* **EXERCISES TO COMPLETE**
(a) From the tutorial session outline, list every theoretical tool that the first talk names for studying linear state-space models under the positivity constraint.
(b) According to the tutorial session outline, what notion must replace positivity when capacity constraints are considered?
(c) Write a continuation of the tutorial session outline on positive systems, starting right after its last sentence.

* **EXCERPTED PASSAGE**
··········
Tutorial Session Organization

First Talk: Elena Valcher (30 min)

Positive systems and positive switched systems: basic theoretical results and main applications. An overview.

In the talk we will start by providing some real-world motivating examples that stimulated the research in this field. The talk will provide then an overview of the main theoretical tools adopted in the investigation of linear state-space models under the positivity constraint, e.g., Perron-Frobenius theory, linear copositive Lyapunov functions, diagonal Lyapunov functions, L1-induced norm. Stability and stabilizability of both positive systems and positive switched systems will be discussed, by pointing out known results and open problems.

 

Second Talk: Anders Rantzer (30 min)

Control synthesis for large scale positive systems, with application to infrastructure networks

Positive systems appear naturally in modeling of many large network problems. In this presentation, we will show how to exploit the positivity property to simplify analysis and synthesis of controllers for such networks. In particular, we will explain how synthesis of H-infinity optimal distributed controllers can achieve the same performance as centralized Riccati equation-based controllers, at much lower computational cost.  For controllers with integral action, internal positivity of the closed loop system will be lost, but the crucial benefits can still be retained by exploiting external positivity. Motivated by transportation networks, we will also a take brief look at the effect of capacity constraints, where the notion of positivity needs to be replaced by its non-linear counterpart, monotonicity.
··········
* **LISTED RECORDS**
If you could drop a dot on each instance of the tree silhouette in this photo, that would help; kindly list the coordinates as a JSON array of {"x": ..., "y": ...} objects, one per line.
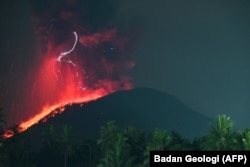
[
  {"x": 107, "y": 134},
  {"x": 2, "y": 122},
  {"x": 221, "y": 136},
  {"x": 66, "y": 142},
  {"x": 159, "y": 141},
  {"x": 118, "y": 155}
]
··········
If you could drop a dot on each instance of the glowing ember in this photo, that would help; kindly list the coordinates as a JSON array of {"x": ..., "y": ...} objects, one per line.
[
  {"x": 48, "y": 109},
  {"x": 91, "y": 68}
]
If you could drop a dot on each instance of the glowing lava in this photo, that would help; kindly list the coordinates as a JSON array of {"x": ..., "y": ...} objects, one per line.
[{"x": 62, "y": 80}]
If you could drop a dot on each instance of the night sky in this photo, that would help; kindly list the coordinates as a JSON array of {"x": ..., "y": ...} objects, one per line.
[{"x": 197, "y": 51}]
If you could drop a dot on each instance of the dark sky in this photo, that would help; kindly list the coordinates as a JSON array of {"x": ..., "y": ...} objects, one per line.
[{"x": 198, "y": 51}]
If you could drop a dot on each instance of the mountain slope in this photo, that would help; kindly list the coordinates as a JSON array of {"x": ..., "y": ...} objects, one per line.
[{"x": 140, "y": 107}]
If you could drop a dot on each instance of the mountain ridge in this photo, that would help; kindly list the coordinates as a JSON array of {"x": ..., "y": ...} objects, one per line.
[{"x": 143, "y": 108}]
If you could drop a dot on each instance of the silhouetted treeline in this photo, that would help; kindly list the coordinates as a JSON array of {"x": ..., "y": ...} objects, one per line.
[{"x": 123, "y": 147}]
··········
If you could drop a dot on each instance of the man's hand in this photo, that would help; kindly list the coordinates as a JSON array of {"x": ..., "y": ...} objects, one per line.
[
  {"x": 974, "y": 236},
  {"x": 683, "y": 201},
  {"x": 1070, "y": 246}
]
··········
* **SET OF ANSWERS**
(a)
- Perron-Frobenius theory
- Linear copositive Lyapunov functions
- Diagonal Lyapunov functions
- L1-induced norm

(b) Monotonicity, the non-linear counterpart of positivity.

(c)
 

Third Talk: Yoshio Ebihara (30 min)

L1-induced norm analysis of positive systems and its application to stabilization of large-scale interconnected positive systems.

In this talk we start from the basics about linear copositive Lyapunov functions for positive systems, followed by the characterization of the L1-induced norm of positive systems by means of linear inequalities (linear programming problems).  We show that, a slightly generalized version, weighted L1-induced norm, is useful for the stability analysis of large-scale interconnected systems constructed from positive subsystems. More precisely, we show that the interconnected system is stable if and only if there exists a set of weighting vectors that renders the weighted L1-induced norm of each positive subsystem smaller than one.  We can readily apply this result to decentralized stabilizing state-feedback controller synthesis for large-scale interconnected systems, where we can design each local controller optimally and purely locally without knowing global information about the whole interconnected system. 

  

Fourth Talk: Patrizio Colaneri (30 min)

Optimal scheduling of positive switched systems: application examples.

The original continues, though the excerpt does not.